***** LISTING *****

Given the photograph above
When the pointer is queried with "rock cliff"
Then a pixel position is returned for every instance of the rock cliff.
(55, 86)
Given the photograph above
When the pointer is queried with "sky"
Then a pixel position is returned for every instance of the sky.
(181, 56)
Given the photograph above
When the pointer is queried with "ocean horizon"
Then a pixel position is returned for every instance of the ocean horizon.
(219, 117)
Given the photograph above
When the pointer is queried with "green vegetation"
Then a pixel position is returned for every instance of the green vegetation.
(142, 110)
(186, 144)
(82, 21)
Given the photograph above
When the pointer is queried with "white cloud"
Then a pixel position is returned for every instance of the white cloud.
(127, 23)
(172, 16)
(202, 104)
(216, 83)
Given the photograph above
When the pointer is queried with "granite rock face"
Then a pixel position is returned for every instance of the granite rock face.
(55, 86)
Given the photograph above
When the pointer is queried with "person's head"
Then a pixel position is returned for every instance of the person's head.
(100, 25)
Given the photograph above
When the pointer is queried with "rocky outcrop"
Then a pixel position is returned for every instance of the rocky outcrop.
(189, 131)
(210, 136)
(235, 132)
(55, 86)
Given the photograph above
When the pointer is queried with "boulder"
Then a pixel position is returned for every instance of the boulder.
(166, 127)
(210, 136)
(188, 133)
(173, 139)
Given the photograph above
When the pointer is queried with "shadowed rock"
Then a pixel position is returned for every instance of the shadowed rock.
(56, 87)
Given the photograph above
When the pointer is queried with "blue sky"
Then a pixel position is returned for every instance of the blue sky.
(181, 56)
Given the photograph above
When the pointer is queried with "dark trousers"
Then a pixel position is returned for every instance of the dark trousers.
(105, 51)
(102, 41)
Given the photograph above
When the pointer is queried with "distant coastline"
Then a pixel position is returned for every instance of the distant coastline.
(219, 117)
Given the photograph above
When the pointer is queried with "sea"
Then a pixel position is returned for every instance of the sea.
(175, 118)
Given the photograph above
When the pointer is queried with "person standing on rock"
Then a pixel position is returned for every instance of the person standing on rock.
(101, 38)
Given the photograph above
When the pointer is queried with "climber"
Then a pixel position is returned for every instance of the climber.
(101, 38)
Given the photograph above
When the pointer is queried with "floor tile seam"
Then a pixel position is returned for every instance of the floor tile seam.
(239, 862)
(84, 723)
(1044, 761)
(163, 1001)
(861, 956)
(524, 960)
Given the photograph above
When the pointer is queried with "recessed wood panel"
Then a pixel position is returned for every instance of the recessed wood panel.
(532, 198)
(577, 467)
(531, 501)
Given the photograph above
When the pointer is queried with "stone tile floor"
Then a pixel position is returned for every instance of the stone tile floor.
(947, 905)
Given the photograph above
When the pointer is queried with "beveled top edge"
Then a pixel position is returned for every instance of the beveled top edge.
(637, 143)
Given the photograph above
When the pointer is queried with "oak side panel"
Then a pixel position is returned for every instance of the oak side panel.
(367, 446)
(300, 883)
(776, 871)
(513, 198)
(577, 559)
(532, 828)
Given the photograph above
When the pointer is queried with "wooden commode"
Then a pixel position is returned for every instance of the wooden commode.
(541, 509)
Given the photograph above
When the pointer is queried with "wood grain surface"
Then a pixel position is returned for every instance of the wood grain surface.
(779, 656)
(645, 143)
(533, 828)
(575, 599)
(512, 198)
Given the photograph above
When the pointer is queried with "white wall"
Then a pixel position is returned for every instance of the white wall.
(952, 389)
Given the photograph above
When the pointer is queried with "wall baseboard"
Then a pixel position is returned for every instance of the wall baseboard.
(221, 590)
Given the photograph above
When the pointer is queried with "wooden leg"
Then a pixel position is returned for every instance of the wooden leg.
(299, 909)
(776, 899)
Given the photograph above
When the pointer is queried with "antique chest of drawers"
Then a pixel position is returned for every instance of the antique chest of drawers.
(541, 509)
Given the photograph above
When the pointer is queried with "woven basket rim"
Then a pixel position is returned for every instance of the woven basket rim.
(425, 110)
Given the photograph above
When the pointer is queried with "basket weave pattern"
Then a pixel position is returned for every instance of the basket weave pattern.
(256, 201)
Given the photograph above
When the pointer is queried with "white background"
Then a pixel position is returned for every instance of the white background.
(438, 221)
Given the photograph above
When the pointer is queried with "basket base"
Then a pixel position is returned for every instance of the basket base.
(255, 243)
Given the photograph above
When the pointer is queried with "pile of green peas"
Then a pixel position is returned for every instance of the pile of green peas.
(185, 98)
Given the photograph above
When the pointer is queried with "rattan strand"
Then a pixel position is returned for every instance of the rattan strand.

*****

**WHAT TO WORK ON:** Write every record out again, unaltered.

**FINISHED ANSWER:**
Given the photograph above
When the pointer is queried with "rock cliff"
Then a pixel position is returned for every instance of the rock cliff.
(55, 86)
Given the photograph above
When the pointer is queried with "sky"
Then a pixel position is returned for every instance of the sky.
(181, 56)
Given the photograph above
When the pointer is queried with "ocean horizon"
Then a pixel position is returned for every instance of the ocean horizon.
(219, 117)
Given the photograph above
When the pointer is queried with "green vegetation"
Then a pixel position is returned for every instance of the green vegetation.
(142, 110)
(186, 144)
(82, 21)
Given the photograph above
When the pointer is queried with "white cloud"
Then a pixel position is returned for every instance of the white cloud.
(127, 23)
(172, 16)
(202, 104)
(216, 83)
Given the photograph above
When the pointer is queried with "granite rock face"
Then a pixel position is returned for every instance of the granite rock face.
(55, 86)
Given the photograph above
When the pointer is queried with "person's head"
Then a pixel position is returned for every instance of the person's head.
(100, 25)
Given the photograph above
When the pointer is queried with "rocky outcrop"
Then a pixel position is returned for every instance of the rocky outcrop.
(189, 131)
(210, 136)
(235, 132)
(55, 86)
Given the photograph above
When the pointer is queried with "boulder"
Then a pixel position is returned for every instance of the boulder.
(166, 127)
(210, 136)
(188, 133)
(173, 139)
Given the photograph above
When the pointer is queried with "shadowed rock"
Then a pixel position is returned for every instance of the shadowed rock.
(56, 87)
Given the photograph above
When the pointer is queried with "blue sky"
Then a pixel position is returned for every instance of the blue sky.
(181, 56)
Given the photograph above
When the pointer is queried with "dark trousers"
Then a pixel position is returned for every instance of the dark trousers.
(105, 51)
(102, 41)
Given the photograph above
When the pointer is queried with "distant coastline"
Then a pixel position is returned for every instance of the distant coastline.
(219, 117)
Given the photograph above
When the pointer is queried with "sea"
Then a pixel position is returned for every instance of the sea.
(175, 118)
Given the photograph above
When the pointer is queried with "person standing on rock"
Then a pixel position is returned for every instance of the person standing on rock.
(101, 38)
Given the photograph above
When the pointer is queried with "climber"
Then a pixel position is returned for every instance of the climber.
(101, 38)
Given the photograph above
When the pointer is queried with "floor tile seam"
Then a pixel position is returned for every instance of the floor tile seam.
(239, 862)
(84, 723)
(1044, 761)
(163, 1001)
(861, 956)
(524, 960)
Given the photograph above
When the pointer is queried with "recessed wood panel"
Then a pixel position is returned for every instance of the recessed wood panel.
(532, 198)
(577, 467)
(531, 501)
Given the photograph above
When the pointer is queried with "stone tile floor"
Then a pixel position is returned for every instance of the stone tile floor.
(947, 905)
Given the photograph above
When the pointer is queried with "beveled top edge"
Then a pixel position is returned for every instance of the beveled top edge.
(637, 143)
Given the photograph above
When the pointer is queried with "oak side panel"
Then a pixel position is returned for every instance of the oak side panel.
(367, 446)
(300, 883)
(776, 871)
(513, 198)
(577, 559)
(532, 828)
Given the photograph above
When the pointer is queried with "wooden commode"
Then a pixel position is returned for every instance of the wooden commode.
(541, 509)
Given the photograph above
When the pointer is queried with "wood grain surface"
Then a pixel position is returned for every instance of the wood grain surface.
(779, 656)
(645, 143)
(533, 828)
(575, 599)
(512, 198)
Given the photograph above
When the pointer is queried with "white wall"
Then a pixel position is returned for every instance of the white wall.
(952, 389)
Given the photograph above
When the pointer is queried with "wall baseboard"
Then a pixel position is returned for every instance of the wall baseboard.
(221, 590)
Given the photograph above
When the pointer is queried with "wooden leg"
Then a pixel position is returned for every instance of the wooden leg.
(299, 909)
(776, 899)
Given the photograph above
When the pointer is queried with "antique chest of drawers"
Then a pixel position is returned for every instance of the antique chest of drawers.
(541, 509)
Given the photograph above
When the pointer is queried with "woven basket rim"
Then a pixel position is returned for every instance of the woven basket rim.
(425, 110)
Given the photograph above
When the pointer is queried with "basket weave pattern"
Then a pixel position is returned for every instance of the basket weave pattern.
(256, 201)
Given the photograph above
When the pointer is queried with "white background"
Then a pixel position is returned for every instance of the white background.
(438, 221)
Given the photograph above
When the pointer is queried with "basket base"
Then a pixel position is returned for every instance of the basket base.
(255, 243)
Given the photograph above
When the pointer is queried with "pile of green peas"
Then a pixel position is returned for every instance of the pile of green peas.
(185, 98)
Given the photograph above
When the pointer is queried with "rattan strand"
Then a pixel position is returned for every instance of the rattan strand.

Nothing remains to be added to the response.